##### Quoted passage #####

3.10.2. A man walks into a bar and asks for an H2O. A second man walks into the same bar and asks for some H2O too. The second man dies of poison. Why? (Hint: H2O too)

3.11. 12. Additional Acids and Radicals

3.11.1. OCN^-, cyanate MnO4^-, permanganate C2O4^2-, oxalate CrO4^2-, chromate Cr2O7^2-, dichromate AsO4^3-, arsenate AsO3^3-, arsenite

3.12. 1-mono * mono only applies to the second element 2-di 3-tri 4-tetra 5-penta 6-hexa 7-hepta 8-octa 9-nona 10-deca

3.12.1. Examples: H2O dihydrogen monoxide, CO2 carbon dioxide

3.12.2. These prefixes are also used in acid salts when there is more than one postitive hydrogen ion. See "Nomenclature --> Acid Salt" for more

3.13. 13. Compounds when S replaces O

3.13.1. When S replaces O use the prefix Thio eg. H2SO4 sulphuric acid becomes H2S2O3 (thiosulphuric acid)

#####

# [Problem 1]
In the chemistry naming notes, which prefix is used when S replaces O?
# [Problem 2]
Rewrite the chemistry naming notes from "3.10.2. A man" to "(Hint: H2O too)", with "bar" changed to "pub" throughout.
# [Problem 3]
Resume the chemistry naming notes above by writing the next point that follows the one on thio compounds.

##### Excerpted records #####

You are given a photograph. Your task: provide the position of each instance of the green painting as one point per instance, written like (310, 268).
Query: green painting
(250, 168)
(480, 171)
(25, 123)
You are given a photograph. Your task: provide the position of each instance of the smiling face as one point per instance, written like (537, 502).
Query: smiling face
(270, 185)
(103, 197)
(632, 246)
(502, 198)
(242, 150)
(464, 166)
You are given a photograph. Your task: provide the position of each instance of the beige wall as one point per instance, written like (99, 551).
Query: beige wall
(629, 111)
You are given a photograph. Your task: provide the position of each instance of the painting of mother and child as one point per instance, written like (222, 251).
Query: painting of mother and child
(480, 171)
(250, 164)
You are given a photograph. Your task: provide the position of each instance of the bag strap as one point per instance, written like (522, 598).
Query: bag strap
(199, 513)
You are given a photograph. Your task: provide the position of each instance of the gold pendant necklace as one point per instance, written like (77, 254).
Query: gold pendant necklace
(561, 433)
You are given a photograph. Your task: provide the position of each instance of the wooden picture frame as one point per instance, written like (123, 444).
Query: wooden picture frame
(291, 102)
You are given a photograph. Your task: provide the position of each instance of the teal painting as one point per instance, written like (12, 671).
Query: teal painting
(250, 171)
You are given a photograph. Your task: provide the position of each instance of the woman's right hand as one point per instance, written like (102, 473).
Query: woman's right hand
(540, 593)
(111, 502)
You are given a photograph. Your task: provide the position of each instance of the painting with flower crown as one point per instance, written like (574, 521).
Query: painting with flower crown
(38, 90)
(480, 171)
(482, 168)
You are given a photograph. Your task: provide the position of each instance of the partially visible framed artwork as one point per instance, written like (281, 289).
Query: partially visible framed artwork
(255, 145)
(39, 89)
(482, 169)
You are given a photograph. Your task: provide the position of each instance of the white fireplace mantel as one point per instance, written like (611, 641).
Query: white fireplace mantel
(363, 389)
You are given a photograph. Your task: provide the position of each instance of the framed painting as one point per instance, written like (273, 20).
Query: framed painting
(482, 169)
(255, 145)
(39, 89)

#####

# [Right answer 1]
Thio

# [Right answer 2]
3.10.2. A man walks into a pub and asks for an H2O. A second man walks into the same pub and asks for some H2O too. The second man dies of poison. Why? (Hint: H2O too)

# [Right answer 3]
4. Types of reactions

4.1. Synthesis reaction

4.1.1. A synthesis reaction occurs when two compounds or elements combine to form a new compound. An example of a balanced synthesis reaction is 2H2 (g) + O2 (g) → 2H2O (l) When one of the reactants of a synthesis reaction is water (H2O), the product will be either an acid or a base, depending on the other reactant. If the other reactant is a non-metal oxide, such as Bromium dioxide (BrO2), the product will be an acid (BrO2 (g) + H2O (l) → H2BrO3 (aq)) If the other reactant is a metal oxide, such as beryllium oxide (BeO), the product will be a base (BeO (s) + H2O (l) → Be(OH)2 (aq))

4.2. Decomposition reaction

4.2.1. A decomposition reaction is the opposite of a synthesis reaction, and occurs when a compound breaks down into different elements or compounds. An example of a balanced decomposition reaction is 2H2O (l) → 2H2 (g) + O2 (g).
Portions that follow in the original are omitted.